Top of Data section

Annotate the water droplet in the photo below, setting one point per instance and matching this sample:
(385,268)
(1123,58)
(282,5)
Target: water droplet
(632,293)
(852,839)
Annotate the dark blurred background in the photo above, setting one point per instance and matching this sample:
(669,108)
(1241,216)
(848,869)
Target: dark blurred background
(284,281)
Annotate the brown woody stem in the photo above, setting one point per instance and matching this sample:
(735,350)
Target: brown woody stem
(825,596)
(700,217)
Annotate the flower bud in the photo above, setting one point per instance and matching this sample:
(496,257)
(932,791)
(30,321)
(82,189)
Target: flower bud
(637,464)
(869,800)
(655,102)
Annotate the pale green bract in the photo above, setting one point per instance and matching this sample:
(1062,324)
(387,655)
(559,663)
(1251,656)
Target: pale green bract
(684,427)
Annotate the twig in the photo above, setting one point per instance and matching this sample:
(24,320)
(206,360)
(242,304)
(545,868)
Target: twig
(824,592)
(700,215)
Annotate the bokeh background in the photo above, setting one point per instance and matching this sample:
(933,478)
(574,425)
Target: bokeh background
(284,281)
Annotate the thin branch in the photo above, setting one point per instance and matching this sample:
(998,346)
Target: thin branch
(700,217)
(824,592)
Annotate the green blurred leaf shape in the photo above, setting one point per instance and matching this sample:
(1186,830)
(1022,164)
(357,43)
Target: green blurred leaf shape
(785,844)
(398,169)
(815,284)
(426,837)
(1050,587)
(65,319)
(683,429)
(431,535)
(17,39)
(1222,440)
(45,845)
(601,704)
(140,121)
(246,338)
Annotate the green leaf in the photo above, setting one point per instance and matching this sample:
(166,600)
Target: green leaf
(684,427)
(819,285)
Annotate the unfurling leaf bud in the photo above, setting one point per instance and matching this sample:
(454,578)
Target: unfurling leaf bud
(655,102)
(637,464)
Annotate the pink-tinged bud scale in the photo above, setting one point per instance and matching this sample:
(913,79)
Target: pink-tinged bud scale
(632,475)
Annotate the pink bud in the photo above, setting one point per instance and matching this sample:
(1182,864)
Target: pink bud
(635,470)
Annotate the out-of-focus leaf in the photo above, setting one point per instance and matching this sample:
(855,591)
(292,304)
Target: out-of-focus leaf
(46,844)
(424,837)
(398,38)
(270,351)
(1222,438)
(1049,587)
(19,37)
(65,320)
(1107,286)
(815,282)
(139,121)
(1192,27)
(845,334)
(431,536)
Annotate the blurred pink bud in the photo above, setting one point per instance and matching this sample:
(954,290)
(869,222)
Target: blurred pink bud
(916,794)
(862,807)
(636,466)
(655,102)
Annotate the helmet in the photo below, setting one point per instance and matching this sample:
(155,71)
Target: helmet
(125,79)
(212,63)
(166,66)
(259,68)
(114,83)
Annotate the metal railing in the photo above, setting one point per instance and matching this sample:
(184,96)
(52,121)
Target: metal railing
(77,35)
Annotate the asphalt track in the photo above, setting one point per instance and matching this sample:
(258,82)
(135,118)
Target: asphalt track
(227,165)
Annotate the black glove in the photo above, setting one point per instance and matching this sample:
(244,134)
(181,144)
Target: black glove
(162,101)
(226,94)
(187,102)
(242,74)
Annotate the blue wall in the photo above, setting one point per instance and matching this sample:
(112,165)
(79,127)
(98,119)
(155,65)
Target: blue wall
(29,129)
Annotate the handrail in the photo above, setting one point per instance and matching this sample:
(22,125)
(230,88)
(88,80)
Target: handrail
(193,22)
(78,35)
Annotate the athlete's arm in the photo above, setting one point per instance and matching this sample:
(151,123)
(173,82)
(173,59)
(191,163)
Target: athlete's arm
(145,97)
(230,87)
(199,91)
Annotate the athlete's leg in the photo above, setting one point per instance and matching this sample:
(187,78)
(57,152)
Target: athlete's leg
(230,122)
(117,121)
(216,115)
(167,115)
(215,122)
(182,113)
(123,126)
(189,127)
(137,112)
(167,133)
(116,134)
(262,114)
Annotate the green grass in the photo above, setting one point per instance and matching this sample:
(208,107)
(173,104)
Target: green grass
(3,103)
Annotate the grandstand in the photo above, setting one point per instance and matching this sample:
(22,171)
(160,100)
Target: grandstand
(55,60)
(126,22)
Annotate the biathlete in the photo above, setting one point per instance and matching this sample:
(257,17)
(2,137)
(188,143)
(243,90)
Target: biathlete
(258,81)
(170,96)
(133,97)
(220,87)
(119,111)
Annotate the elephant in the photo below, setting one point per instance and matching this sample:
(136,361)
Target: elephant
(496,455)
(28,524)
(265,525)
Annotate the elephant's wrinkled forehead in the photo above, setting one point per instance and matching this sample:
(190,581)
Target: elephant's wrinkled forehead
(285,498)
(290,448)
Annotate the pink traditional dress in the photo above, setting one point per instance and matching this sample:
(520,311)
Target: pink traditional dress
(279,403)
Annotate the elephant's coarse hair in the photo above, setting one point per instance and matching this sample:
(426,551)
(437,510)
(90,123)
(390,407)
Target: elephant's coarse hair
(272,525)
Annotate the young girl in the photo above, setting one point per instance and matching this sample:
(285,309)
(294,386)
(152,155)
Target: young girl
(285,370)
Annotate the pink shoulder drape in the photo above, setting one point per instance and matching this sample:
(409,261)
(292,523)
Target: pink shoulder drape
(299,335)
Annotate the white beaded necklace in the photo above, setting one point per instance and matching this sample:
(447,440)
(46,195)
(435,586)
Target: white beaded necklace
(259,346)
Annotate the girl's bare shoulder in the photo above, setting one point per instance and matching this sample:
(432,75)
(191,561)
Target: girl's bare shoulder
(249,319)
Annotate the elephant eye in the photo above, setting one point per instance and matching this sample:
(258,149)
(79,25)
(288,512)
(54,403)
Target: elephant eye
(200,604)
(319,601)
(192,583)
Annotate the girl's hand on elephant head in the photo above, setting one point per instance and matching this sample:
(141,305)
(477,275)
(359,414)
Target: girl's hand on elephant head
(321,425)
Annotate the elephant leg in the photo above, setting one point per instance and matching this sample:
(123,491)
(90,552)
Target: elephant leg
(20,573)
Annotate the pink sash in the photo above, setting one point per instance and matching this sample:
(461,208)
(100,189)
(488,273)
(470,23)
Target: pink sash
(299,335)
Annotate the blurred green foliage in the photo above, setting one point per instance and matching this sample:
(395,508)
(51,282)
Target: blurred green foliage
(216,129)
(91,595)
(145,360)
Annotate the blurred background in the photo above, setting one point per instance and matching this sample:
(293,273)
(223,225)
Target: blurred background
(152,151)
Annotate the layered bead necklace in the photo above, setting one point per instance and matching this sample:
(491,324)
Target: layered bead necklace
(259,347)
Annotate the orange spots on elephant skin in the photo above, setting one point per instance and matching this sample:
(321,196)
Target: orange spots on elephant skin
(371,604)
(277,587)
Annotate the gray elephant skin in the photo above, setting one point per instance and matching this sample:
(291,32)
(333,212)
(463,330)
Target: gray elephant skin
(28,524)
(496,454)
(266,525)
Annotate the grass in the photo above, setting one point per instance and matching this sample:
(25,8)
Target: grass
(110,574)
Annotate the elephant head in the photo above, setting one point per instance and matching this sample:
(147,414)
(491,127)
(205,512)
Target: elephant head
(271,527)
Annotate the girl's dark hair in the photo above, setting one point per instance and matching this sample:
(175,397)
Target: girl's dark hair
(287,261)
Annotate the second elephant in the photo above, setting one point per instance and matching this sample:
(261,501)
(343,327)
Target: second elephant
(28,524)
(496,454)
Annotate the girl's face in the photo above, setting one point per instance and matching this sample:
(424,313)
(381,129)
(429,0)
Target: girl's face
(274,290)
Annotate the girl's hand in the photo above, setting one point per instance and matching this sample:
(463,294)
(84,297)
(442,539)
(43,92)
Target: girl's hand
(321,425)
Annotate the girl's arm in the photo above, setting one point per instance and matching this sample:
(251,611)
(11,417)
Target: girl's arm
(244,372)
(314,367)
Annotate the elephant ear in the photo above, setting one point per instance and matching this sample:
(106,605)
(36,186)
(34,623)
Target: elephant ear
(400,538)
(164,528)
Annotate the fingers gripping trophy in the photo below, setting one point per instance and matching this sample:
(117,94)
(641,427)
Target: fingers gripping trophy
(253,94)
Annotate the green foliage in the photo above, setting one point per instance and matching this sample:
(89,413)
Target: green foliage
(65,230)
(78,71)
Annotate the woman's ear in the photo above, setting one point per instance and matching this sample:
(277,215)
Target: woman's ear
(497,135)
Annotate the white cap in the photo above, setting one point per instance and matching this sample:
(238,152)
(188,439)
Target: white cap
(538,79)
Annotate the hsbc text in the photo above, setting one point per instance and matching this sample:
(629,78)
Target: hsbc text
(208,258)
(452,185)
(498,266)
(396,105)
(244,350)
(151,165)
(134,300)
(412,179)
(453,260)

Bottom of Data section

* **What you need to do**:
For the word "below", how many lines in the records above contain it? Answer with the number and nothing else.

* **Exercise response**:
4